### Instruction
Copy every line of the records below word for word.

### Records provided
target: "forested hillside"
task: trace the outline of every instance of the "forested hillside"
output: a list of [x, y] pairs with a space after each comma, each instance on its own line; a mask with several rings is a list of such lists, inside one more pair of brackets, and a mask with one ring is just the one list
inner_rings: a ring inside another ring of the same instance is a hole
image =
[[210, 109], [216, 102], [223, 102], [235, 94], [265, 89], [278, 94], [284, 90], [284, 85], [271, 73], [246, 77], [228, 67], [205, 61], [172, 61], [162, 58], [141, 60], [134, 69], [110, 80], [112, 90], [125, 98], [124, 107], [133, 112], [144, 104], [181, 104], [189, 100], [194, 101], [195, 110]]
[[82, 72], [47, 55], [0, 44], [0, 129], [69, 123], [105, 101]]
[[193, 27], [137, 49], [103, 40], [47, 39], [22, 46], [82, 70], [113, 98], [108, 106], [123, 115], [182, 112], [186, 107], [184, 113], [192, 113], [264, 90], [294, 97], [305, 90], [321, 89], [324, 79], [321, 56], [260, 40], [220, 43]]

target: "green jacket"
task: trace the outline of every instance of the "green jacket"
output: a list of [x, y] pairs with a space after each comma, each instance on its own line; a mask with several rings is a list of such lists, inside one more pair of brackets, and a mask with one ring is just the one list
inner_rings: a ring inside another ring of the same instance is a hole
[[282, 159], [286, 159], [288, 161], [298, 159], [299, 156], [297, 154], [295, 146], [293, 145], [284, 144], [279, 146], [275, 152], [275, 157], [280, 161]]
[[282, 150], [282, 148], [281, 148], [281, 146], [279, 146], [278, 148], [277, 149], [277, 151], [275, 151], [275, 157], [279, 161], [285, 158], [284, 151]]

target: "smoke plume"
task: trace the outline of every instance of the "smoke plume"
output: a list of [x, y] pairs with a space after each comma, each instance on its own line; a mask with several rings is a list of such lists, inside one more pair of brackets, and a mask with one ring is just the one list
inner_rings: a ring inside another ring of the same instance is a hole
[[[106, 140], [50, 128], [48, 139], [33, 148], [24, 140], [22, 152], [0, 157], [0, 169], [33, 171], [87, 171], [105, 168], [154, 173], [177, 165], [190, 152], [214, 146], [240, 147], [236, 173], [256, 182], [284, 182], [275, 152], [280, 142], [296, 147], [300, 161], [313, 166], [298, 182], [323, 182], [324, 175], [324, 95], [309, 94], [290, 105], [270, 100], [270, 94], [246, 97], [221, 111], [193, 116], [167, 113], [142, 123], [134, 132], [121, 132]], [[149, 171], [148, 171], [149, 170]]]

### Response for this exercise
target: "forested hillside"
task: trace the outline of every instance of the "forested hillside"
output: a list of [x, y] pairs with a space after each comma, each instance on its own line; a mask with several rings is a list of such lists, inside one more pair of brackets, and a mask with one ring is just the one list
inner_rings: a ring inside another ring of the same instance is a hole
image =
[[210, 109], [216, 102], [223, 102], [235, 94], [265, 89], [278, 94], [284, 90], [284, 85], [271, 73], [246, 77], [228, 67], [205, 61], [172, 61], [162, 58], [141, 60], [134, 69], [110, 80], [112, 90], [125, 98], [124, 107], [133, 112], [144, 104], [181, 104], [189, 100], [194, 101], [195, 110]]
[[82, 72], [47, 55], [0, 44], [0, 129], [69, 123], [105, 101]]
[[193, 27], [137, 49], [103, 40], [47, 39], [22, 46], [82, 70], [113, 98], [108, 106], [123, 115], [182, 112], [186, 107], [184, 113], [192, 113], [264, 90], [294, 97], [305, 90], [321, 89], [324, 79], [321, 56], [260, 40], [220, 43]]

target: "green jacket"
task: trace the outline of every instance of the "green jacket"
output: a list of [x, y] pairs with a space after each comma, each instance on its own line; a mask with several rings is a list of such lists, inside one more pair of brackets, and a mask with one ring is just the one list
inner_rings: a ring inside another ring of the same instance is a hole
[[282, 159], [286, 159], [288, 161], [298, 159], [299, 156], [297, 154], [295, 146], [293, 145], [284, 144], [279, 146], [275, 152], [275, 157], [280, 161]]
[[282, 150], [282, 148], [281, 148], [281, 146], [279, 146], [278, 148], [277, 149], [277, 151], [275, 151], [275, 157], [279, 161], [285, 158], [284, 151]]

target: "smoke plume"
task: trace the outline of every instance of the "smoke plume"
output: a list of [x, y] pairs with a space after each comma, each instance on its own line; a mask with several rings is a list of such lists, inside one more pair of brackets, and a mask with one ring is just the one list
inner_rings: a ring inside another ring of the same instance is a hole
[[[106, 140], [50, 128], [48, 139], [33, 148], [24, 140], [22, 152], [0, 157], [0, 169], [33, 171], [87, 171], [105, 168], [154, 173], [177, 165], [190, 152], [214, 146], [240, 147], [236, 173], [256, 182], [284, 182], [275, 152], [280, 142], [296, 147], [300, 161], [313, 166], [298, 182], [323, 182], [324, 175], [324, 95], [309, 94], [290, 105], [270, 100], [270, 94], [246, 97], [221, 111], [193, 116], [167, 113], [142, 123], [134, 132], [121, 132]], [[149, 171], [148, 171], [149, 170]]]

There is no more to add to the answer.